--- SOURCE DOCUMENT ---

Mar 8, 2016 | By Benedict
Ziggy, a three-legged border collie, is up and walking again after University of Queensland lecturers used 3D printing to repair his damaged front leg. CT scans of Ziggy’s leg were used to create 3D printed models, which UQ staff used to assess bone torsion.
It has long been said that dogs are man’s best friend, but has 3D printing now become the dog’s best friend? After all, the burgeoning technology is being used more and more frequently—and in several different ways—to help disabled mutts back onto their paws, which is allowing the entire Canis familiaris species to breathe a little easier whenever accidents and deformities come around. In recent times, we have seen a 3D printed leg given to a Mexican whippet and a 3D printed wheelchair given to a chihuahua. Now, veterinary staff and students at the University of Queensland’s Veterinary Medical Centre have used 3D printing to create a vital surgical model for another canine-in-need.
The beneficiary of the 3D printed model is Ziggy, a three-legged border collie adopted in 2014 by UQ PhD students Rebecca Colvin and Glenn Althor. Abandoned whilst still a small puppy, the courageous pooch learnt to walk around using only three legs after his front right leg required amputation following a difficult break. Soon, however, the dog started to have trouble with his remaining front leg.
“He was a happy little puppy and didn’t mind at all that he only had three legs,” Colvin told UQ News. “However, a few months later we started to notice that he wasn’t walking well. He was limping, and seemed to be in pain. Our local vet referred us to the referral surgical service at the UQ VETS Small Animal Hospital in Gatton, where it was explained that Ziggy had an angular limb deformity as a result of damage to the growth plates in his front leg.”

--- RECORD EXCERPTS ---

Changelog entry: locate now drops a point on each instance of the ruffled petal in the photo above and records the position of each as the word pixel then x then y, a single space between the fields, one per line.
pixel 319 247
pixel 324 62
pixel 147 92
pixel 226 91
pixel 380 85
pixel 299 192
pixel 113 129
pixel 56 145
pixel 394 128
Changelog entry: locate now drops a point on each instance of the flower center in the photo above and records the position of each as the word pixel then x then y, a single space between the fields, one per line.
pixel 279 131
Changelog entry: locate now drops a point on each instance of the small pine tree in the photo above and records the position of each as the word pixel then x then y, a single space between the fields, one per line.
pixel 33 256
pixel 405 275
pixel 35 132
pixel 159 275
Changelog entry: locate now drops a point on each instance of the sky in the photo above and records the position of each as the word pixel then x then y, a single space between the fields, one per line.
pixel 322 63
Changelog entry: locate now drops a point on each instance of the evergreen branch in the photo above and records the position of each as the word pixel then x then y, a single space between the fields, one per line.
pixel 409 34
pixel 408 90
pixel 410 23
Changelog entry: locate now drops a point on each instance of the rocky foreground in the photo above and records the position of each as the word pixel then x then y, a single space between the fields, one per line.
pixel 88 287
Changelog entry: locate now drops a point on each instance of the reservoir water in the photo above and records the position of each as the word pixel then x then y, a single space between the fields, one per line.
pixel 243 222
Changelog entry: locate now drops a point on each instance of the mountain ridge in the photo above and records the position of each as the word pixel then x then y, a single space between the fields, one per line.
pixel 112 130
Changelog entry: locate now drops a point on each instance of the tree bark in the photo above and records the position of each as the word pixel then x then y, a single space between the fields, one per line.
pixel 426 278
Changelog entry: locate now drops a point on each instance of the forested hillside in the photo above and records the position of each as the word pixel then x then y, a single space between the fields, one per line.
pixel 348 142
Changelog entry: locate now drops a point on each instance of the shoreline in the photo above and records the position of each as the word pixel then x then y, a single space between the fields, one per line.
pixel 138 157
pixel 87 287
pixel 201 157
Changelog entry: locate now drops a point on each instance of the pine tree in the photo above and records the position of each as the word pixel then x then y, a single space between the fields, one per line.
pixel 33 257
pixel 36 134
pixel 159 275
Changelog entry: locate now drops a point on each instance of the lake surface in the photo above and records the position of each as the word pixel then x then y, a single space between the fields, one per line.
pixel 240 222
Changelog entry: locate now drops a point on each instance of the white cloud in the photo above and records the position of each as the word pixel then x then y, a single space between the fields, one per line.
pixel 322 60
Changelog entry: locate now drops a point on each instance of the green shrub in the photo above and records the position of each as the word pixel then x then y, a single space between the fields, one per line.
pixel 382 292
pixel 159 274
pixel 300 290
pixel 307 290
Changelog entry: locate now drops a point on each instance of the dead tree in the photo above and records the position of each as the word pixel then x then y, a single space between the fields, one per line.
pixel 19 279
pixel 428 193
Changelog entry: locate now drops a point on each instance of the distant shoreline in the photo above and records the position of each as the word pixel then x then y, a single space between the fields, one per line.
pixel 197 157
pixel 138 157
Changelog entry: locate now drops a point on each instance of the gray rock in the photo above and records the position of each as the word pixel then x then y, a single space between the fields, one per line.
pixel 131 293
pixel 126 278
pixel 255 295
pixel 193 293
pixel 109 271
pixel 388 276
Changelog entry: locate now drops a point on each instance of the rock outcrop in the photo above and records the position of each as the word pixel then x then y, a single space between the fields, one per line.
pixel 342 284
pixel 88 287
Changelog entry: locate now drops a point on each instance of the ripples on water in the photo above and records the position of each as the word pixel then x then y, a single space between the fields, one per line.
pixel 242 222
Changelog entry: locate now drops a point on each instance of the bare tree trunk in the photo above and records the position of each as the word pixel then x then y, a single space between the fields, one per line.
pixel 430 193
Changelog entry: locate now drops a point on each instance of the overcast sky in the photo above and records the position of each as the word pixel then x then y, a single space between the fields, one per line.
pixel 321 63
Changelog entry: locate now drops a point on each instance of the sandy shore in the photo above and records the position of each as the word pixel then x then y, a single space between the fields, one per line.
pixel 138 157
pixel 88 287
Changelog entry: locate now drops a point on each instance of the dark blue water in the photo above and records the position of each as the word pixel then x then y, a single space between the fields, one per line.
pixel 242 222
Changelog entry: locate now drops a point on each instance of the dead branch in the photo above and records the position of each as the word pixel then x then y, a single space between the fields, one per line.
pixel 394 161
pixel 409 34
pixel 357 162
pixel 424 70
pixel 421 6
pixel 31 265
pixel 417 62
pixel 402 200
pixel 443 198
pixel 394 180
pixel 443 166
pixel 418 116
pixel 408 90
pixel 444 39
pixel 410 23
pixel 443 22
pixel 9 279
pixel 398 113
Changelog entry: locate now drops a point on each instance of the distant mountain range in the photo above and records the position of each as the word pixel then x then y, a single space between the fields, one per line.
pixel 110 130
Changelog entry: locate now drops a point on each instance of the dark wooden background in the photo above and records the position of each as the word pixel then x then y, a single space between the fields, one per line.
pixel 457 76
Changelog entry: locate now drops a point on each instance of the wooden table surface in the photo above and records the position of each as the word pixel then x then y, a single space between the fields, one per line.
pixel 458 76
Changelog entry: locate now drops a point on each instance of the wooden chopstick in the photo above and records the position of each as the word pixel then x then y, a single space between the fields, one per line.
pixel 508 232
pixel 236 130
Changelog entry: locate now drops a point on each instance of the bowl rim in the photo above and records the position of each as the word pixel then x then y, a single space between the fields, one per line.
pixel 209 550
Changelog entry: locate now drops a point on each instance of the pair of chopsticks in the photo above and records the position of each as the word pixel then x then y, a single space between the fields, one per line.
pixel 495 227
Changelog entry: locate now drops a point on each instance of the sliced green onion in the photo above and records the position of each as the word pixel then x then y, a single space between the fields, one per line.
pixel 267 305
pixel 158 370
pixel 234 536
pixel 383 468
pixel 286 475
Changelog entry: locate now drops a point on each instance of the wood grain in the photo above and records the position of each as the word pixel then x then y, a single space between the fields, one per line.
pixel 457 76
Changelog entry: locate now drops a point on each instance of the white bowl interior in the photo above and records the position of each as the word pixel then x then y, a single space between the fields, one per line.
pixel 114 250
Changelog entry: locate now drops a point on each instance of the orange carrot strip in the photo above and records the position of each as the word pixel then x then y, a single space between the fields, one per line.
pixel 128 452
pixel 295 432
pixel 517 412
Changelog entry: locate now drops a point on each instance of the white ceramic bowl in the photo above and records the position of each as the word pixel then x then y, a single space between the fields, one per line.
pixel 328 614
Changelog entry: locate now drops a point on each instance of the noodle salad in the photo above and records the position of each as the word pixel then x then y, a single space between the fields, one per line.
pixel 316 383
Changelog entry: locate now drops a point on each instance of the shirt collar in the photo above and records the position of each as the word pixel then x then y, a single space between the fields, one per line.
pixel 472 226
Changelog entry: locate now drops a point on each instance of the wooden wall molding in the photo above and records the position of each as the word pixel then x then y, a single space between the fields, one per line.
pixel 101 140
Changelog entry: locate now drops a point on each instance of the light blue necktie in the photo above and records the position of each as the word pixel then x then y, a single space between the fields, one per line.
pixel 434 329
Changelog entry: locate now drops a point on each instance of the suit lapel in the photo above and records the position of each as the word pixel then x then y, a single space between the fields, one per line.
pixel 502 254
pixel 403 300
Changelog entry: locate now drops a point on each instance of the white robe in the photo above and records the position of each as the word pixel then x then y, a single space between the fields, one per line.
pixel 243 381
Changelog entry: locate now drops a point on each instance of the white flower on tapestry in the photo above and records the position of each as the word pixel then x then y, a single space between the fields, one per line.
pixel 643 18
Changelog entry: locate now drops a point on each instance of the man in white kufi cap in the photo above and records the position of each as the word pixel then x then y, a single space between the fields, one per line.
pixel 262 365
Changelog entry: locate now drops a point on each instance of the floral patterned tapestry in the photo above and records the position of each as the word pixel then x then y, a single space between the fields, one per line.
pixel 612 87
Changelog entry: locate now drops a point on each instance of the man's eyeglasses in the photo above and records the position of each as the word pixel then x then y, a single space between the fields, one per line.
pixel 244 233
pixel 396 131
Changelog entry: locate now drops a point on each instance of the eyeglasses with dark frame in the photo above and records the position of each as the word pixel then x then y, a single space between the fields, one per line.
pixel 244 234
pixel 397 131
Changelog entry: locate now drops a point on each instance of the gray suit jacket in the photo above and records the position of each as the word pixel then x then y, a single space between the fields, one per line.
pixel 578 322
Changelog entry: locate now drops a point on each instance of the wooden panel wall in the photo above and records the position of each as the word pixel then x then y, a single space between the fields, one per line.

---

» **REQUIREMENT 1**
Reproduce the passage of the Ziggy article starting at "Mar 8, 2016" and ending at "assess bone torsion.".
» **REQUIREMENT 2**
Answer these questions from the Ziggy article.
(a) What breed of dog is Ziggy?
(b) In what year was Ziggy adopted?
(c) In which town is the UQ VETS Small Animal Hospital?
Please rely only on the Ziggy article for your answers.

» **EXERCISE RESPONSE 1**
Mar 8, 2016 | By Benedict
Ziggy, a three-legged border collie, is up and walking again after University of Queensland lecturers used 3D printing to repair his damaged front leg. CT scans of Ziggy’s leg were used to create 3D printed models, which UQ staff used to assess bone torsion.

» **EXERCISE RESPONSE 2**
(a) A border collie
(b) 2014
(c) Gatton